:: CHALLENGES ::
• 1. Could you rewrite everything in the right-brain thinking piece from "I’m certainly no" down to "Sounds simple, right?", replacing "scientist" with "researcher"?
• 2. Can you pick up the piece on right-brain thinking and a positive attitude after its last sentence and keep it going?

:: EXCERPT ::
◇ ◇ ◇ ◇

The Correlation Between Right-Brain Thinking and a Positive Attitude

The mind is its own place, and in itself can make a heaven of hell, a hell of heaven.”          ~ John Milton ~ Paradise Lost 

I write a lot about attitude and maintaining a positive one. This week I was in a conversation with a friend and they told me how much they try to stay positive about things but no matter how hard they try, something will happen that makes them angry, upset or stressful and their attitude instantly turns negative. They wanted to know how it is possible to maintain a positive attitude.

I’m certainly no scientist and rarely write about any type of scientific phenomena, but to really get to the root of staying positive requires some scientific explanation.  The answer and reasoning are quite simple actually; negativity comes from the left brain. If you want to stay positive, become more of a right brain thinker. Sounds simple, right?

The left side of the brain is our analytical brain. It’s the foundation of our survival as a species. This is where the fight or flight instinct was first developed that allowed early man to survive, so I don’t want to give anyone the notion that left brain thinking is all bad, but some left brain thinking controls the negative thinking that greatly limits our lives. The right lobe is our artistic and creative side and also houses our five senses.

◇ ◇ ◇ ◇

:: SUPPLIED RECORDS ::
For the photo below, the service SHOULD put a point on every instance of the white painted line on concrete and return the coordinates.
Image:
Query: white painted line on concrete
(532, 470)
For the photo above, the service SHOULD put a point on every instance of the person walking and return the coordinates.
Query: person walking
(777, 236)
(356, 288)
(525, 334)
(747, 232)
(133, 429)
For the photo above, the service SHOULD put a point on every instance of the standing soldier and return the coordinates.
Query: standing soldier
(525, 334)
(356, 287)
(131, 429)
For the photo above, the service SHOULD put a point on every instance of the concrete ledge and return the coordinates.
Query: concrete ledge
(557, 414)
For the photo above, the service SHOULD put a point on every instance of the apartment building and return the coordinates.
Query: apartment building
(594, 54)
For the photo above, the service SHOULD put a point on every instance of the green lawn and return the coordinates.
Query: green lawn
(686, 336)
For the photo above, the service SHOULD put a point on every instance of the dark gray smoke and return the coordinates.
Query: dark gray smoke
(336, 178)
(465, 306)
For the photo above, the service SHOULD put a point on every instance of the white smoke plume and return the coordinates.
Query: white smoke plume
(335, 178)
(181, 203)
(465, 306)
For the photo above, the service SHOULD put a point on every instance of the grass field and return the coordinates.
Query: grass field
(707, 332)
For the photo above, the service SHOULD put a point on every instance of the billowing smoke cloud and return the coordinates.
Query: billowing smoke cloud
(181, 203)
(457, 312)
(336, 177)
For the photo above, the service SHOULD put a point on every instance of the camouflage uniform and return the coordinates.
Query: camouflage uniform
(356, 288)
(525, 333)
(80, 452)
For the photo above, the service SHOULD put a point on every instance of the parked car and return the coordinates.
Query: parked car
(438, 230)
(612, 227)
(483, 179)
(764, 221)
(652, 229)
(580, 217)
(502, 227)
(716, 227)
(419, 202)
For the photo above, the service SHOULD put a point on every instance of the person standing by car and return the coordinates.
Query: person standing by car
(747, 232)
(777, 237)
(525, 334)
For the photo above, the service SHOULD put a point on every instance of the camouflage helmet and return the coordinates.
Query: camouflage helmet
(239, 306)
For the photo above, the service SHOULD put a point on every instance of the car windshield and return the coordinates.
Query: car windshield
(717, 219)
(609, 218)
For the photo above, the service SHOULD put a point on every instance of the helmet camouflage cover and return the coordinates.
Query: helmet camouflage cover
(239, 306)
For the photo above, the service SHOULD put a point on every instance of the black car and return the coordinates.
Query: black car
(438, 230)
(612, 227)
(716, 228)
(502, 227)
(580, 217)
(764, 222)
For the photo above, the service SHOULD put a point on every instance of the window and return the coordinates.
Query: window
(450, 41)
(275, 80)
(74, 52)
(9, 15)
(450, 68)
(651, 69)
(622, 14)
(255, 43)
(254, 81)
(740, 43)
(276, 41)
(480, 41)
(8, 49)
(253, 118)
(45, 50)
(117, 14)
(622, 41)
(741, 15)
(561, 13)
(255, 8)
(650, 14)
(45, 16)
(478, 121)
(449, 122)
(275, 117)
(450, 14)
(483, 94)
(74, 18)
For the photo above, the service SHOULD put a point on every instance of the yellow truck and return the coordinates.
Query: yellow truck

◇ ◇ ◇ ◇

:: ANSWERS FOR THIS EXERCISE ::
• 1.
I’m certainly no researcher and rarely write about any type of scientific phenomena, but to really get to the root of staying positive requires some scientific explanation.  The answer and reasoning are quite simple actually; negativity comes from the left brain. If you want to stay positive, become more of a right brain thinker. Sounds simple, right?

• 2.
Those are the simple basics, but it does get slightly more complicated. The left side of the brain also contains the built in mechanism of judgment. Here is where we judge circumstances. Whenever a customer, child, spouse, or anyone else in the human race does something that directly affects us, we instantly judge. Was it a good thing or a bad thing? If it was a bad thing, we react with negativity; a part of the fight or flight instinct. In other words, negativity is brought on because most humans over the years have developed in such a way as to allow the left lobe to become dominant.

It has been widely documented among persons who suffer some sort of left lobe injury, such as a stroke, that they become much happier after the injury. They are able to develop and maintain a much more positive attitude and outlook on life when they begin to utilize right brain thinking more and more. But don’t worry, you don’t have to have a stroke to build and maintain a positive attitude. You do, however, have to exercise the right lobe so you develop stronger right lobe muscles so to speak. Just as you would do repetitive dumbbell curls to develop your biceps, you must do repetitive exercises to develop your right lobe.

Before we get into the “process” of developing your right lobe, you may be thinking this doesn’t apply to you. Before you make that assumption, ask yourself a couple of questions. Do you ever have difficulty falling asleep because you have too much on your mind? Do you ever have difficulty listening to someone because they said something and your mind is already thinking about your response long before they finish speaking? Do you ever read something, then have to go back and reread it because you forgot what you just read? Psychologists call this “mind-chatter” and it is 100% left brain.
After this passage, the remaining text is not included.